-------- ENTRIES SUPPLIED
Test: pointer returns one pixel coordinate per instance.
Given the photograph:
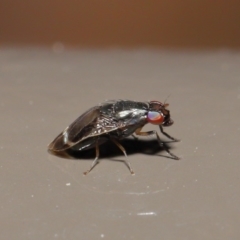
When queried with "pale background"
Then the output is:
(58, 60)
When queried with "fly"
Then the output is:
(113, 120)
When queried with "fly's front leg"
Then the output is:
(167, 135)
(138, 132)
(94, 163)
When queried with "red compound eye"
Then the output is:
(155, 118)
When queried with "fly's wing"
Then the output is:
(82, 127)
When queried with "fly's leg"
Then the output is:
(134, 137)
(95, 162)
(123, 150)
(167, 135)
(138, 132)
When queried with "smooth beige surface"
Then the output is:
(47, 197)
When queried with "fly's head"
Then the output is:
(158, 114)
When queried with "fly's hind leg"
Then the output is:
(138, 132)
(95, 162)
(124, 151)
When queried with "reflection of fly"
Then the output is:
(113, 120)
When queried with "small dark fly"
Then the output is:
(113, 120)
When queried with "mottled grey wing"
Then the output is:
(82, 127)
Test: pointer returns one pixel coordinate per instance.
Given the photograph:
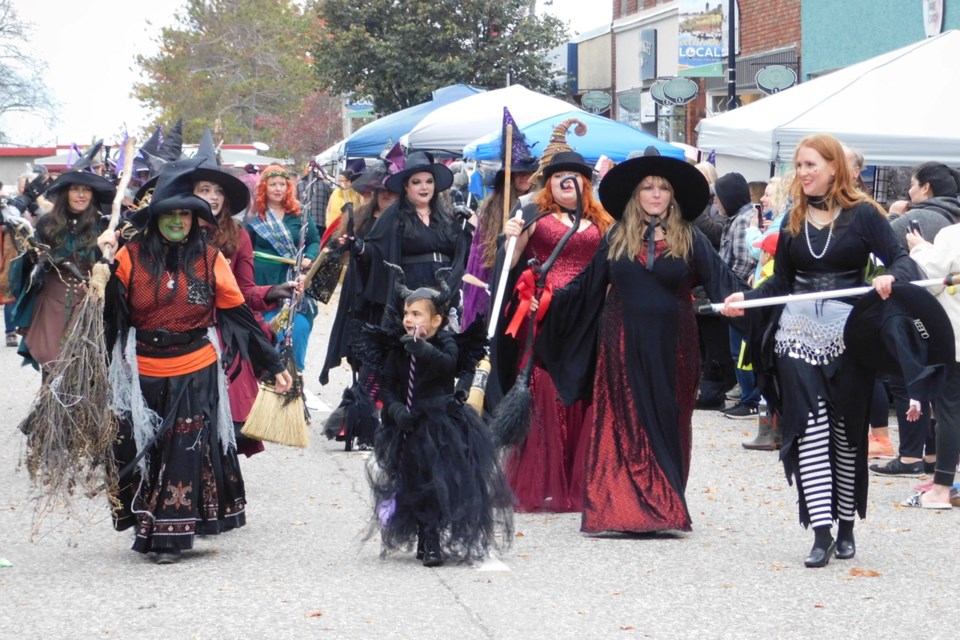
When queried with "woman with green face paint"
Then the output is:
----------------
● **INSTRUCTIONS FOR THE TASK**
Can you rename "When queried with" to "When prompted with" throughout all the records above, keeping everything else the same and leaving the pictures out of your answer?

● **FINAL ANSWER**
Test: pointer returns one pixel coordinate per instance.
Given the photograph:
When prompted with "pale background"
Then the output is:
(58, 60)
When prompted with "fly"
Then the output is:
(113, 120)
When prompted with "fly's front leg"
Then the output is:
(167, 135)
(138, 132)
(94, 163)
When prompted with "red compound eye"
Then the output is:
(155, 118)
When prompted with "fly's wing"
Then the output is:
(82, 127)
When prompted with "fly's leg"
Then the output is:
(134, 137)
(95, 162)
(123, 150)
(167, 135)
(138, 132)
When prompted with "smooth beige surface"
Then the output is:
(47, 197)
When prompted with "fly's head"
Then the output is:
(158, 114)
When prompted with "fly's hind leg"
Then the output is:
(138, 132)
(95, 162)
(124, 151)
When prompted with "reflection of fly"
Then the output is:
(113, 120)
When prompted with "small dark fly"
Then the output is:
(113, 120)
When prompted with "mottled grey wing"
Then the output is:
(82, 127)
Test: pointer returns one pixel coordinate per instance.
Given the photograph:
When prompted with "woman with green face paint"
Then the output is:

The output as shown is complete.